- [Instruction]: Every line from the one containing "Target: tile floor" to the final line of the material below must be reproduced exactly; leave out all other lines.

[Location identification entries]
★ ★ ★ ★ ★ ★ ★
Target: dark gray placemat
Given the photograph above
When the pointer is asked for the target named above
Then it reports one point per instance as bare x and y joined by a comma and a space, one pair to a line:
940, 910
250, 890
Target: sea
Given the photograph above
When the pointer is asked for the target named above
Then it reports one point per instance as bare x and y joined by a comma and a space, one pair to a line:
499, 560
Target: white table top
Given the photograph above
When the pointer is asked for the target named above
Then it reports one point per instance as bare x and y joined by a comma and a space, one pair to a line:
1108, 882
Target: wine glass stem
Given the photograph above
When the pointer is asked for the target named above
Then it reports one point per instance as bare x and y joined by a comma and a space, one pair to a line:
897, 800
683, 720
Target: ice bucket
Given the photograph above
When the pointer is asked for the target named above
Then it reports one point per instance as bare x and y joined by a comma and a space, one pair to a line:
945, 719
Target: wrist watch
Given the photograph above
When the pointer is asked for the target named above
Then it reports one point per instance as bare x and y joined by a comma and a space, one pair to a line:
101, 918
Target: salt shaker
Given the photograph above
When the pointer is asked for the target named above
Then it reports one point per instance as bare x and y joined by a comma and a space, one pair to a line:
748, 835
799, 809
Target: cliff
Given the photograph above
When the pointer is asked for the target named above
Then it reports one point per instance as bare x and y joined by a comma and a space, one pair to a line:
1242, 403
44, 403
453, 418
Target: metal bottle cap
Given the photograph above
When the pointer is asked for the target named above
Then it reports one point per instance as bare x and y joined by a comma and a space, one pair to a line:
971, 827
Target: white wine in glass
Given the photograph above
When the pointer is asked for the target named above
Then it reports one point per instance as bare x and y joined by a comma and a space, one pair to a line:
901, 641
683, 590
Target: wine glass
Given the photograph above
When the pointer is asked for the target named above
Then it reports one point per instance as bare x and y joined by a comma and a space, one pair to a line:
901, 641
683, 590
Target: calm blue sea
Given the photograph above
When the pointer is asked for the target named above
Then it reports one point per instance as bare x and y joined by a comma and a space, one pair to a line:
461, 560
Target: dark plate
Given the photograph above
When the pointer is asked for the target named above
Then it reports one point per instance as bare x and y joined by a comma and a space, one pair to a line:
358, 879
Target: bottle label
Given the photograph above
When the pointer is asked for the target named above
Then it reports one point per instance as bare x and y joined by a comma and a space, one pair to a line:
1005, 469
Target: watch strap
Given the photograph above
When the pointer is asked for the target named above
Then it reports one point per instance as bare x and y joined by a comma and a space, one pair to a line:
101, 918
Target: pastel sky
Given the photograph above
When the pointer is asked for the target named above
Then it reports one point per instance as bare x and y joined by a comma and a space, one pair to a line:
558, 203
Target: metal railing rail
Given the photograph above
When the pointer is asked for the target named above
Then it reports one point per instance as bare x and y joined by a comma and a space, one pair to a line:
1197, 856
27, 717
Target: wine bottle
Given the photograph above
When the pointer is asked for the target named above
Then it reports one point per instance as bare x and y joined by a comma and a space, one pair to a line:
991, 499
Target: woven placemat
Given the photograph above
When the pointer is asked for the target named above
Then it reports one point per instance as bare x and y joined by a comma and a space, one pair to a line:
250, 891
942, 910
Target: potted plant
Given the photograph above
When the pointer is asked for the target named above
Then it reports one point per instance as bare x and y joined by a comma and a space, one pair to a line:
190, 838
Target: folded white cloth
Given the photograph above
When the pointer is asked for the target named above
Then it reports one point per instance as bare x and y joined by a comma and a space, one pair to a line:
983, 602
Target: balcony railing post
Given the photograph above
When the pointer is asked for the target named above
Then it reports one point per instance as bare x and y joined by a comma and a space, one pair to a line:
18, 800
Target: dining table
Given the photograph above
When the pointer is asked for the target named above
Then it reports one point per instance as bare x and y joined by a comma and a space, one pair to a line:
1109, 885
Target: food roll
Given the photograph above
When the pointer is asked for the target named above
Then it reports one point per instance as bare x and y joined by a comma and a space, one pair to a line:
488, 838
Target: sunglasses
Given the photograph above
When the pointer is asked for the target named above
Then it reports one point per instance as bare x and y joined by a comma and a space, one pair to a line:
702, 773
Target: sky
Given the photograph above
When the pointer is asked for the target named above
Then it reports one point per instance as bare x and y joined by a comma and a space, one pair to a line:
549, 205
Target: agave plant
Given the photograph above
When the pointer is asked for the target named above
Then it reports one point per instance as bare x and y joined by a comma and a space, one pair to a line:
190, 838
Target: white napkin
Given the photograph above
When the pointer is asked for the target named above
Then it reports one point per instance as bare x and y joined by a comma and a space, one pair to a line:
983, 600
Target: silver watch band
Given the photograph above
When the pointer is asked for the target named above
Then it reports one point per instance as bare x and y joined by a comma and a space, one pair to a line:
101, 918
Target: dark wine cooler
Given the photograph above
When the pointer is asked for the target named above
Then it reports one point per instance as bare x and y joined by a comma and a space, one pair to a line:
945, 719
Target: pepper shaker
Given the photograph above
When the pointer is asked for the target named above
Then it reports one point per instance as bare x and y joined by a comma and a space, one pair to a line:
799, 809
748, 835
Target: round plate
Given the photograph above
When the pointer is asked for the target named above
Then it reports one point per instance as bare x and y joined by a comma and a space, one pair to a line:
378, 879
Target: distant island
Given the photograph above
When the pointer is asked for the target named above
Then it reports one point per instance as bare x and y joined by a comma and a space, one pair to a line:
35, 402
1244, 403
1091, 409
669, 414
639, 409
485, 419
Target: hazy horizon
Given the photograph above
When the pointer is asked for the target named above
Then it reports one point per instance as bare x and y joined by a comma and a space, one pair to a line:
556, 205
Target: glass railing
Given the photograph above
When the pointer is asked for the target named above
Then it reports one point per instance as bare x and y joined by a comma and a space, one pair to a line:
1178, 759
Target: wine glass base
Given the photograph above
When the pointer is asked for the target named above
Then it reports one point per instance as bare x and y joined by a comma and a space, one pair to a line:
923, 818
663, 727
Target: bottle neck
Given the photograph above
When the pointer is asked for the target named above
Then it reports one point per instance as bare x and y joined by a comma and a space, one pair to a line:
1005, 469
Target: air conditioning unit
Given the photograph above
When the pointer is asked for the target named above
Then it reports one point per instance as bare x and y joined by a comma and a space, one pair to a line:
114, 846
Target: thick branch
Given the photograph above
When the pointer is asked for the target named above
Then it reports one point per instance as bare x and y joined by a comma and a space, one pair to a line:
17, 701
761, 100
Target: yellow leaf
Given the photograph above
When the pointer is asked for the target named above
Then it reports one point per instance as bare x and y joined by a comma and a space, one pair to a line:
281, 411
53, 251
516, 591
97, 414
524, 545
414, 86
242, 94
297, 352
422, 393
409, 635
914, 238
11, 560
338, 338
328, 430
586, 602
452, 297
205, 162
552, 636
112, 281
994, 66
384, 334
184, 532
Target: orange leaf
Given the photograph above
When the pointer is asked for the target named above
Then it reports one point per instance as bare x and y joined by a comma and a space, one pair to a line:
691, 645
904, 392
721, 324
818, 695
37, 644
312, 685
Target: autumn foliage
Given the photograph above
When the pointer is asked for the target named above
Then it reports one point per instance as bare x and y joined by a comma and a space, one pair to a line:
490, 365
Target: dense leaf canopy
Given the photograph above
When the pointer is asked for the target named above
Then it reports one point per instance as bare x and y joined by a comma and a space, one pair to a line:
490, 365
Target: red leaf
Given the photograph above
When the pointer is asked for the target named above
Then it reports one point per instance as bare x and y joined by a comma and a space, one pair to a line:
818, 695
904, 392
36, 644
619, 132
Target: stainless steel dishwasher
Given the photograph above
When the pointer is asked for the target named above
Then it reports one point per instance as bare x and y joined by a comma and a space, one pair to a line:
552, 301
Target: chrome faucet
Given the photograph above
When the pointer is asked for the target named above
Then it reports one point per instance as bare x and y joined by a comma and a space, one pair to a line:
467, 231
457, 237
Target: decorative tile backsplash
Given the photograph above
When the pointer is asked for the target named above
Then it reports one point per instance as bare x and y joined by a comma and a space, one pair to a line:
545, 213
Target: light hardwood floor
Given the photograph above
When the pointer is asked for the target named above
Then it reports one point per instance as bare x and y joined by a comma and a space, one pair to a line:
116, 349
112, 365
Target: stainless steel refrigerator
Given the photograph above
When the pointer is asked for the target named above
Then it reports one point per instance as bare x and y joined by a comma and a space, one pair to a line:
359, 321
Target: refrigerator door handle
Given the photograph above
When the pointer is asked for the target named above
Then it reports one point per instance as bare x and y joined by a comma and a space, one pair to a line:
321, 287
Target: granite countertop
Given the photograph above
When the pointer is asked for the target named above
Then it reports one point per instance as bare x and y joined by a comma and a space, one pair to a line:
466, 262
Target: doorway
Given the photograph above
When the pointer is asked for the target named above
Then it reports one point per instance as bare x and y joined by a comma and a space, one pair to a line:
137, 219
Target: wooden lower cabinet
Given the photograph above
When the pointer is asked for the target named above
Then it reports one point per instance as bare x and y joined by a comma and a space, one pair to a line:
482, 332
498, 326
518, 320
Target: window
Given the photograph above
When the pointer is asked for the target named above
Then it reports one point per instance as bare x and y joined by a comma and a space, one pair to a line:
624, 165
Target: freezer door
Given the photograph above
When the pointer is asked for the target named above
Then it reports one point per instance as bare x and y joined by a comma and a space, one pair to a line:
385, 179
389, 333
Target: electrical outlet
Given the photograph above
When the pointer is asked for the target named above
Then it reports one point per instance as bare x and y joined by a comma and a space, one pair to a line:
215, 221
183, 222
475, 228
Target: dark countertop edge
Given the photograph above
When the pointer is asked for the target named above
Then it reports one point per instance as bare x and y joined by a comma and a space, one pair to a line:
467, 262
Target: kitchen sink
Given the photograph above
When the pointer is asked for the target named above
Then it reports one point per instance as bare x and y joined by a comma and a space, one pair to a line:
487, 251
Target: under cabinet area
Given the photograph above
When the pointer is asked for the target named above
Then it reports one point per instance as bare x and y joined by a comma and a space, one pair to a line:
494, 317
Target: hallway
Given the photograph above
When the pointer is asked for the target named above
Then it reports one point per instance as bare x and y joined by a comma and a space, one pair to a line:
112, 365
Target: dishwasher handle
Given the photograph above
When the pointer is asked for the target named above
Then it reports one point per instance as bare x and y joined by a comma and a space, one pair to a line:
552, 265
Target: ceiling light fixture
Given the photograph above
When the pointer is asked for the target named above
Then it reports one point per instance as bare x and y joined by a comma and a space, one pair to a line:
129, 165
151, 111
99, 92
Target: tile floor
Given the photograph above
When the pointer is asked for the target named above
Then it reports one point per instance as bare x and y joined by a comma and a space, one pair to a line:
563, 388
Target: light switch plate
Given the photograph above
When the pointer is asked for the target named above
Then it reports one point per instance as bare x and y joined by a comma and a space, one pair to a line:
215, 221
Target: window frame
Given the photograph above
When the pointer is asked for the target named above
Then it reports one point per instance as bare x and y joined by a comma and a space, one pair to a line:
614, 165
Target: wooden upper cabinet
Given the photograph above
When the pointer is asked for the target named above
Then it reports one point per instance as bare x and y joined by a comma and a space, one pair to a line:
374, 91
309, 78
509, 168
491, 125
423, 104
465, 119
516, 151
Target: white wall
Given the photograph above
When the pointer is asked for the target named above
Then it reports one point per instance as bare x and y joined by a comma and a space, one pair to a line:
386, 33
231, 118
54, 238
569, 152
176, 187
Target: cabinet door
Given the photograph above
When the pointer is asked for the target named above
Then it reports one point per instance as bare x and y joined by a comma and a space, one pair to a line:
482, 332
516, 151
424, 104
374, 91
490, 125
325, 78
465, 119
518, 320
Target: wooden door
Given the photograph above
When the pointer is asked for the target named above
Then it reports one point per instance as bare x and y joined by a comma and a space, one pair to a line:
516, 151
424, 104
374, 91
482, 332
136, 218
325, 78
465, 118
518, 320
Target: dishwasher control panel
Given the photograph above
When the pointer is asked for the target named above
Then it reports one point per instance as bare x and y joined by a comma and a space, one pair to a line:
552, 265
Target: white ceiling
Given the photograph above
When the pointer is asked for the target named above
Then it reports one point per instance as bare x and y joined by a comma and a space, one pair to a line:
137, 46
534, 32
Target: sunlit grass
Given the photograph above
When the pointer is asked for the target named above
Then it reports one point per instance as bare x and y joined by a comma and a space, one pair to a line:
★ ★ ★ ★ ★ ★ ★
- [Output for this exercise]:
Target: tile floor
Given the photograph above
When the pointer is asked for the target named above
Then it reports one point per instance as bare x and y joined by a comma and a space, one pair to a line:
563, 388
Target: light switch plate
Given the photograph above
When the pointer is asked for the target named above
Then it reports one point per instance as bare x and y joined by a comma and a space, one pair to a line:
215, 221
Target: window frame
Given the photograph above
When the pointer is asked for the target named above
Then it reports one point per instance as bare x and y joined by a comma and a space, one pair to a line:
614, 165
Target: wooden upper cabinet
Given the photograph above
When the pointer is asked for the target named above
Then it reports one point per instance as bare x and y joined by a comma and a space, one pair to a line:
374, 91
309, 78
509, 168
491, 125
423, 104
465, 119
516, 151
Target: white wall
Given the photograph above
When the pointer is asked for the target named above
Then it reports one point per instance as bare x and y joined by a comma and a space, one pair to a line:
386, 33
231, 118
54, 238
569, 152
176, 187
Target: cabinet door
Given the photograph above
When the pointer is asked for the target named above
Then it reports one point per instance as bare x and y joined by a comma and a space, one pair to a line:
482, 332
516, 151
424, 104
374, 91
490, 125
325, 78
465, 119
518, 320
Target: wooden door
Given the photograph above
When the pointer is asked for the target named above
Then it reports one point per instance as bare x and y joined by a comma and a space, one pair to a line:
516, 151
424, 104
374, 91
482, 332
136, 218
325, 78
465, 118
518, 320
Target: dishwasher control panel
Given the photograph above
When the pointer is asked for the target named above
Then it reports one point per instance as bare x and y joined by a comma and a space, one pair to a line:
552, 265
Target: white ceiling
Given the photograph above
When the pointer is asked for the target named above
Then it reports one point per instance as bare x and y joined by a comma and a space, one pair to a line:
137, 46
534, 32
Target: sunlit grass
Given the photograph above
When the pointer is asked for the target named above
Then it reports one point per instance as bare x and y joined by a comma and a space, one pair to a line:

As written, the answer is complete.